SHORT PROBLEM – Extract the lines running from the line that contains "Annotation guideline — the target class is church bell." through the line that contains "158;42;230;73", both ends included, and reproduce them verbatim with no other lines.

EXTRACTED ENTRIES –

>> Start

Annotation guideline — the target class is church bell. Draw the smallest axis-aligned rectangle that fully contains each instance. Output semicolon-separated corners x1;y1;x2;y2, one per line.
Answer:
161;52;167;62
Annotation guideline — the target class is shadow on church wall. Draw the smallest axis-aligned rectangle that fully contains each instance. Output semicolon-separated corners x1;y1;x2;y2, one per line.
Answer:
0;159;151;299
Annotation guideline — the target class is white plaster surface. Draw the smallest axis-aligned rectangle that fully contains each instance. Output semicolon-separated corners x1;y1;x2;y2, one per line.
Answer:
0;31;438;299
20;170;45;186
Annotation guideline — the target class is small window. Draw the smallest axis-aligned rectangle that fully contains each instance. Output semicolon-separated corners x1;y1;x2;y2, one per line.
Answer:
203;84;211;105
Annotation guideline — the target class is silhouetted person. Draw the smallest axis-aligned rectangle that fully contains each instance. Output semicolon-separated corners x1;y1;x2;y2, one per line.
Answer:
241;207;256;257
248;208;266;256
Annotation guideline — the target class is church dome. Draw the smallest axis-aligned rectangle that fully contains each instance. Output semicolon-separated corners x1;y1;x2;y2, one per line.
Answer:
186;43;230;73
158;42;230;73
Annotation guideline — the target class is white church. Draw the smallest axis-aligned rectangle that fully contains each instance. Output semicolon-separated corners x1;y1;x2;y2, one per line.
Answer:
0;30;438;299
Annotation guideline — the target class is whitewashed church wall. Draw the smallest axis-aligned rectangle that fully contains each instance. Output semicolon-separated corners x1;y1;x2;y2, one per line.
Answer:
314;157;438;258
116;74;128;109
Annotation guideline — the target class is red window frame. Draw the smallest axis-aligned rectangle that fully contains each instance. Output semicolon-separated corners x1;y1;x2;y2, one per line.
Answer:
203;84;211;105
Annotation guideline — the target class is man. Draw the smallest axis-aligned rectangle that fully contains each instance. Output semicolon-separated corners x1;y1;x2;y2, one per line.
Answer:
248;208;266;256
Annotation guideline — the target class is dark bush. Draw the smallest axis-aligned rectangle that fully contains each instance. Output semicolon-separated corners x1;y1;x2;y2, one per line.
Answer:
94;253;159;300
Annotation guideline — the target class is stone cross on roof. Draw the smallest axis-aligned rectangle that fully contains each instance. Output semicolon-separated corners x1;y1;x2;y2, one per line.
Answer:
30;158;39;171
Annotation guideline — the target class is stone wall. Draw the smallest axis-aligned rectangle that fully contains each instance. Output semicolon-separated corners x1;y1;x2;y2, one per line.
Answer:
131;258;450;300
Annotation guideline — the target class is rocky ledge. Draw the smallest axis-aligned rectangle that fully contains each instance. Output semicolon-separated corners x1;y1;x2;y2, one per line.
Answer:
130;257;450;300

>> End
>> Start

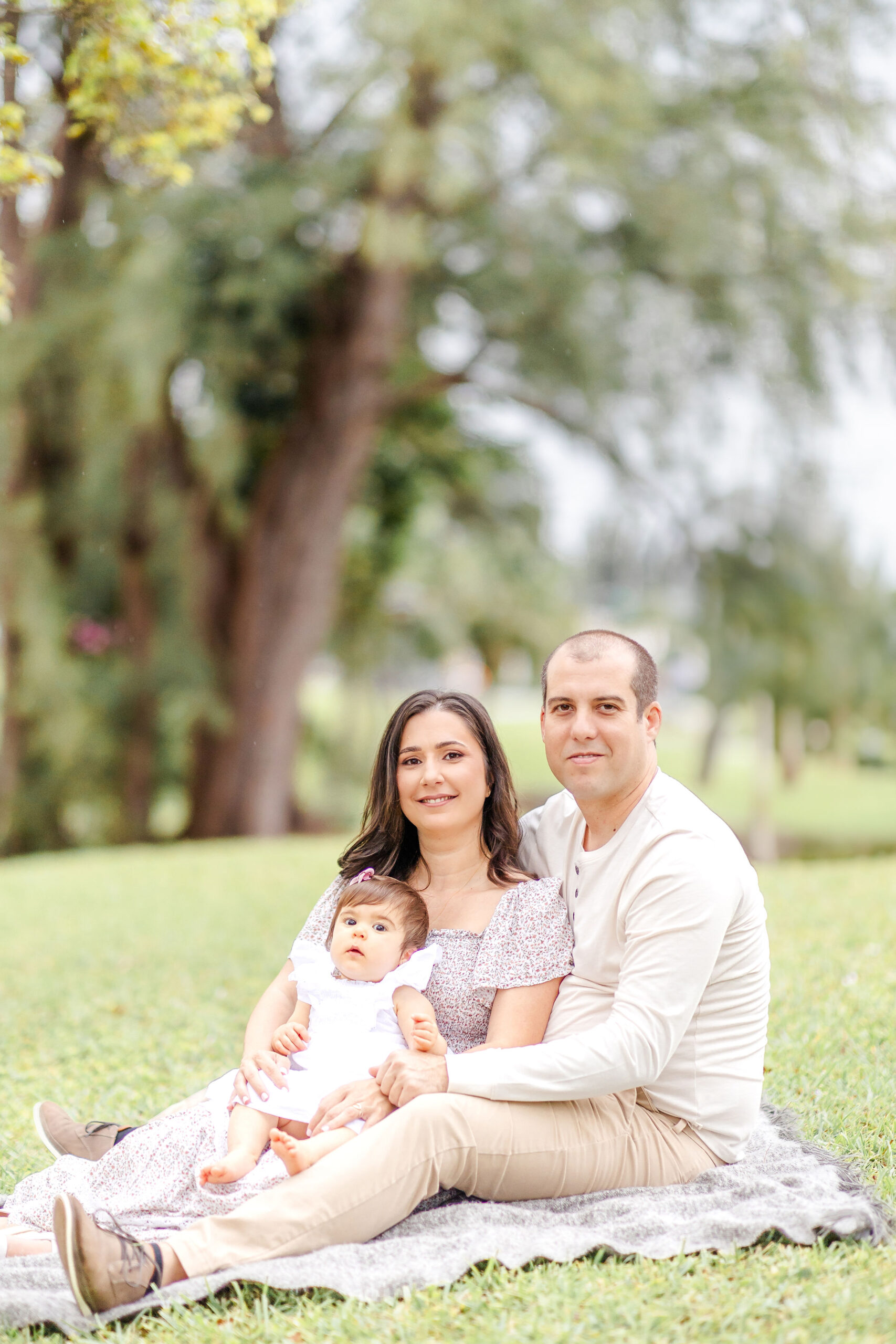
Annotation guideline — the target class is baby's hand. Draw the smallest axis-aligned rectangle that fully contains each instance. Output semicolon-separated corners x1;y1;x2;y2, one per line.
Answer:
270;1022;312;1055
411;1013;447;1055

>> End

FULL OUTPUT –
Annotation guideline — the target class is church bell. Draw the smallest axis-aligned rectangle that fully contains each instance. Output semicolon-separated corners x1;y1;x2;y2, one per line.
Answer:
161;52;167;62
Annotation guideline — the target class is shadow on church wall. Draw the smallest axis-aligned rectangle that fully contains each instance. Output semicolon-separated corners x1;y1;x2;y2, one per line.
Answer:
0;159;151;299
Annotation guideline — the target class is white plaster surface. Draw the smallest axis-aligned rectangle that fully contains each instance. Output semicolon-separated corners x1;y1;x2;y2, one per line.
Answer:
0;31;438;299
20;170;45;186
Annotation guideline — the target class is small window. Draw the smallest axis-aligned rectangle that fully contains each instance. Output semicolon-separated corners x1;y1;x2;y2, one per line.
Answer:
203;84;211;105
Annotation guideline — the target class is silhouetted person. Draw the smallest axis-aligned rectangle that fully contains each instance. Output semicolon-separated corners x1;y1;x2;y2, one per line.
Answer:
241;207;256;257
248;208;266;256
Annotation guideline — the target class is church dome. Draw the smallest axis-aligned rectangle that fully contains each instance. Output semicolon-separated corners x1;y1;x2;y2, one per line.
Answer:
186;43;230;73
158;42;230;73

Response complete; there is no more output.